**RECORDS TO USE:**

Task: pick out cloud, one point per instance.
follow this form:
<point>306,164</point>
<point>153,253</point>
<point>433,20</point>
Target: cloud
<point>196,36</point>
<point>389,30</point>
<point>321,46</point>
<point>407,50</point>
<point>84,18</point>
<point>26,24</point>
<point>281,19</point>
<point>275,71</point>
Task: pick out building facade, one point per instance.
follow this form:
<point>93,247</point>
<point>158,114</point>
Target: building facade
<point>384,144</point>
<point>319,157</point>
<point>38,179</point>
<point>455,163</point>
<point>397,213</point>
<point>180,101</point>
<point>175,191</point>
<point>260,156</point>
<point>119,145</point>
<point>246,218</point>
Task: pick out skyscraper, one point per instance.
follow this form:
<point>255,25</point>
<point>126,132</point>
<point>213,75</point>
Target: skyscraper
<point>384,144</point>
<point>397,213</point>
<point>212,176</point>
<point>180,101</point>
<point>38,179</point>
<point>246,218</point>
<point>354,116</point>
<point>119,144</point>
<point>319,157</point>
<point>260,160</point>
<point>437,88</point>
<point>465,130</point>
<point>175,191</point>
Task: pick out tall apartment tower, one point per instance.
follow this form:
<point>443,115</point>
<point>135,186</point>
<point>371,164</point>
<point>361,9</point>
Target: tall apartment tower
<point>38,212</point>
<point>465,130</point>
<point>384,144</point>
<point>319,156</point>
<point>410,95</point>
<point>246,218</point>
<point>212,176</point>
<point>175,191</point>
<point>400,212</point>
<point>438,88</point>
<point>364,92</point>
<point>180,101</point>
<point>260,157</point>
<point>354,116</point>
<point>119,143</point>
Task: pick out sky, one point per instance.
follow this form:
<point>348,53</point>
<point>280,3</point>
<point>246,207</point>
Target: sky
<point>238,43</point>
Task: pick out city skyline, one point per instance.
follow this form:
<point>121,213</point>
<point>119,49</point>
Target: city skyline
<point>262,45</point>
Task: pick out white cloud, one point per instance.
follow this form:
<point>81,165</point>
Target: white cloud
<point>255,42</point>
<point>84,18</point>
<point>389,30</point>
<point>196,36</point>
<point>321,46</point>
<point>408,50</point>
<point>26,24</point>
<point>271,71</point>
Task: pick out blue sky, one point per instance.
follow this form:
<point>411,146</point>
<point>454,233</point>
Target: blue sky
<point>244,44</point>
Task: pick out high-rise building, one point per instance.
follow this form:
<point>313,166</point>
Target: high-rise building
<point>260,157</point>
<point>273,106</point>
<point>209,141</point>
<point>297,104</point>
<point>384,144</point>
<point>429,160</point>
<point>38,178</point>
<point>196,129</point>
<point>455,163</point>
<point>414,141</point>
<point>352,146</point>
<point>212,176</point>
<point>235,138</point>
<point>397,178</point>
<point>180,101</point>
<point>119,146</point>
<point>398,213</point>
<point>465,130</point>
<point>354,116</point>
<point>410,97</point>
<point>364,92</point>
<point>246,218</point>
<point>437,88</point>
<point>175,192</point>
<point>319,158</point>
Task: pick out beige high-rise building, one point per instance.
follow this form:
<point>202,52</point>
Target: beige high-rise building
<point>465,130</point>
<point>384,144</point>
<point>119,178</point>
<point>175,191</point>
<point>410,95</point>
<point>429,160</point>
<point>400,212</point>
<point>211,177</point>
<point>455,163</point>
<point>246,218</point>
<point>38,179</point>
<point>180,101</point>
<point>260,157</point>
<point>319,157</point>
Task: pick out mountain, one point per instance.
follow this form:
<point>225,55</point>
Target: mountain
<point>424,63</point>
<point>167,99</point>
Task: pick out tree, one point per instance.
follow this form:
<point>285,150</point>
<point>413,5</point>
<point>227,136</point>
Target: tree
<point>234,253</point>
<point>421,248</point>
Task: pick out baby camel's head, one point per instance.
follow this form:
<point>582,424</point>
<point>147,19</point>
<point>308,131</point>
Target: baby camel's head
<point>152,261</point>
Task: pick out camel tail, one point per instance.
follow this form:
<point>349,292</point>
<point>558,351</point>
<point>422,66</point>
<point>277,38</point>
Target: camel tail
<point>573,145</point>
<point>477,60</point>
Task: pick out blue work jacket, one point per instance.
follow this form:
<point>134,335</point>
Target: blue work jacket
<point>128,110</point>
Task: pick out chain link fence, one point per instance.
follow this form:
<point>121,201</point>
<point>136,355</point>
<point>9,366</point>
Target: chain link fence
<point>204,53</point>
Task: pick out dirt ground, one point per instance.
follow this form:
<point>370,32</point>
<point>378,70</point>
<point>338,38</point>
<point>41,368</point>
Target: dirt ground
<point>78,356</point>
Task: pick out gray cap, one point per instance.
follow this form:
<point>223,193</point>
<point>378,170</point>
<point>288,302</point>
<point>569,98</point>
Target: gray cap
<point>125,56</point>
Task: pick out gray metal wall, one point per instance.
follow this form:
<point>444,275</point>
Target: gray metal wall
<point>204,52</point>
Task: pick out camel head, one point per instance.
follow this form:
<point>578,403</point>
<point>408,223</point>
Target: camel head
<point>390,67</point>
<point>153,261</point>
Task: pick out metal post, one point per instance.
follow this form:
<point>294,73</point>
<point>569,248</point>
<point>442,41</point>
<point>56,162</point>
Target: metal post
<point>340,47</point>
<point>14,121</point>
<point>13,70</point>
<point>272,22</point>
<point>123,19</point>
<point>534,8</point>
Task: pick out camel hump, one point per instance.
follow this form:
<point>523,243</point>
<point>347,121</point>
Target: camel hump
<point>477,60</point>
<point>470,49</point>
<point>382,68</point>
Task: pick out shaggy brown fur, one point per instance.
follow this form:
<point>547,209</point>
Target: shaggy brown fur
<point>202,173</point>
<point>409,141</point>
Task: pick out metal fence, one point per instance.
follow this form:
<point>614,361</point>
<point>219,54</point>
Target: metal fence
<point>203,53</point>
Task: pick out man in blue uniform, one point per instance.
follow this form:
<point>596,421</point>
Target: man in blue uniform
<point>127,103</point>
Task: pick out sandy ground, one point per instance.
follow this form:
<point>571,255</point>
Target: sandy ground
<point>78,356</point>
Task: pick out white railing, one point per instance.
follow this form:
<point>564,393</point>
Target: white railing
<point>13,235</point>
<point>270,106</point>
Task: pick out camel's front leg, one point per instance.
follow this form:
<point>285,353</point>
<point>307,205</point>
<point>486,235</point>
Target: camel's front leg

**ACTIVITY:** Where the listing above reaches the line that contains "Task: pick out blue work", start retyping, and finish with the line that contains "<point>288,302</point>"; reproduce those lines exactly and no others.

**RESPONSE AREA:**
Task: pick out blue work jacket, one point per instance.
follow this form:
<point>134,335</point>
Target: blue work jacket
<point>128,110</point>
Task: pick out chain link fence, one point per instance.
follow this form:
<point>121,201</point>
<point>136,355</point>
<point>9,366</point>
Target: chain link fence
<point>204,53</point>
Task: pick out dirt ground, one point per instance.
follow this form:
<point>370,32</point>
<point>378,70</point>
<point>338,38</point>
<point>41,368</point>
Target: dirt ground
<point>78,356</point>
Task: pick out gray cap, one point per instance.
follow this form:
<point>223,193</point>
<point>378,170</point>
<point>288,302</point>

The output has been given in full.